START SOURCE MATERIAL
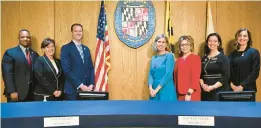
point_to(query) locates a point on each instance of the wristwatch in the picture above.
(188, 93)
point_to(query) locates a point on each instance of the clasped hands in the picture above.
(207, 88)
(57, 93)
(86, 88)
(236, 88)
(153, 92)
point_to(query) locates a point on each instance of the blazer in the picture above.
(16, 73)
(75, 71)
(47, 80)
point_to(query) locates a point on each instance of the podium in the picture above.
(236, 96)
(90, 95)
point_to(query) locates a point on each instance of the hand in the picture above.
(14, 96)
(152, 91)
(90, 88)
(239, 88)
(211, 88)
(57, 93)
(188, 98)
(84, 88)
(205, 87)
(234, 88)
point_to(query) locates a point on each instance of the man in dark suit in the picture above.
(77, 64)
(17, 69)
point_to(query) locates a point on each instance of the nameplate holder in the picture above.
(196, 120)
(61, 121)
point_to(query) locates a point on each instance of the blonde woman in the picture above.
(187, 71)
(160, 79)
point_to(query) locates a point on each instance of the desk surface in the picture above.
(67, 108)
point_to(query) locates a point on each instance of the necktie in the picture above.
(28, 57)
(81, 52)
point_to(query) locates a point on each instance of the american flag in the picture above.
(102, 54)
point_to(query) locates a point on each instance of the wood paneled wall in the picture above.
(128, 76)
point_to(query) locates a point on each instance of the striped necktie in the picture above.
(81, 52)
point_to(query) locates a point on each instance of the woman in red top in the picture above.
(187, 71)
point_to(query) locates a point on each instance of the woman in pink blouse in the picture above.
(187, 71)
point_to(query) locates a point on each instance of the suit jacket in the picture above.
(16, 73)
(47, 80)
(75, 71)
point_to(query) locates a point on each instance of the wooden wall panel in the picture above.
(189, 18)
(128, 76)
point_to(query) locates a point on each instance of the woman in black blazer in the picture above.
(48, 74)
(245, 63)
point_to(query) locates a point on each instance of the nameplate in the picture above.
(61, 121)
(196, 120)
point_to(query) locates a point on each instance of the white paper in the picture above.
(61, 121)
(196, 120)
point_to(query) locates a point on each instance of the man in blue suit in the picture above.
(17, 69)
(77, 64)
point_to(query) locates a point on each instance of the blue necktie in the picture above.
(81, 52)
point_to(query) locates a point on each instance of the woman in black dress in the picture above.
(215, 69)
(245, 63)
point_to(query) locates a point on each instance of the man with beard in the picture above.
(17, 69)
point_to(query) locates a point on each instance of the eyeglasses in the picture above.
(187, 44)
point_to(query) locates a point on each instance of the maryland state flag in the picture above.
(168, 26)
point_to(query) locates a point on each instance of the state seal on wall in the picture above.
END SOURCE MATERIAL
**WHAT THIS TASK INVOLVES**.
Could you set down every entry above exactly as it stands, with no images?

**EXERCISE RESPONSE**.
point_to(query) locates a point on each instance of the wristwatch in the picture above.
(188, 93)
point_to(query) locates a point on each instance of the clasped hands in the picture above.
(207, 88)
(57, 93)
(86, 88)
(236, 88)
(153, 92)
point_to(query) locates a point on each instance of the blazer in the picture above.
(16, 73)
(75, 71)
(47, 80)
point_to(query) locates a point on each instance of the podium in the picture above.
(236, 96)
(90, 95)
point_to(query) locates a point on each instance of the hand in the picture above.
(14, 96)
(152, 91)
(90, 88)
(239, 88)
(211, 88)
(57, 93)
(188, 98)
(84, 88)
(205, 87)
(234, 88)
point_to(query) locates a point on each instance of the man in dark suit in the picture above.
(77, 64)
(17, 69)
point_to(query) locates a point on each instance of the nameplate holder in the picture above.
(196, 120)
(61, 121)
point_to(query) locates a point on each instance of the blonde woman in the picture above.
(187, 71)
(160, 79)
point_to(query) locates a point on each instance of the desk surface in the picture above.
(67, 108)
point_to(query) locates a point on each instance of the necktie in the picture above.
(28, 57)
(81, 52)
point_to(query) locates a point on each instance of the american flag in the picture above.
(102, 54)
point_to(query) locates a point on each instance of the wood paneled wall in the picture above.
(128, 76)
point_to(query) locates a point on each instance of the striped necktie in the picture above.
(81, 52)
point_to(query) locates a point on each instance of the woman in red top in the picture above.
(187, 71)
point_to(query) locates a point on each instance of the woman in pink blouse in the picture above.
(187, 71)
point_to(query) locates a point on each instance of the suit jacket in the picture above.
(16, 73)
(47, 80)
(75, 71)
point_to(query) locates a point on each instance of the wooden wall panel in the picture above.
(189, 18)
(128, 76)
point_to(query) locates a point on each instance of the woman in black blazer in the picture above.
(48, 74)
(245, 63)
point_to(query) locates a point on each instance of the nameplate in the picture above.
(61, 121)
(196, 120)
point_to(query) locates a point on each instance of the white paper in the picture above.
(61, 121)
(196, 120)
point_to(query) locates a point on each instance of the man in blue suit in the picture above.
(17, 69)
(77, 64)
point_to(query) locates a point on each instance of the blue necktie in the picture above.
(81, 52)
point_to(query) locates a point on each instance of the woman in black dress in the picture above.
(215, 69)
(245, 63)
point_to(query) locates a point on each instance of the man with beard in the picture above.
(17, 69)
point_to(query) locates a point on each instance of the eyeglasses in the picture above.
(187, 44)
point_to(query) locates a point on each instance of the maryland state flag in the picture above.
(168, 26)
point_to(query) locates a point on each instance of the state seal on wall in the picture above.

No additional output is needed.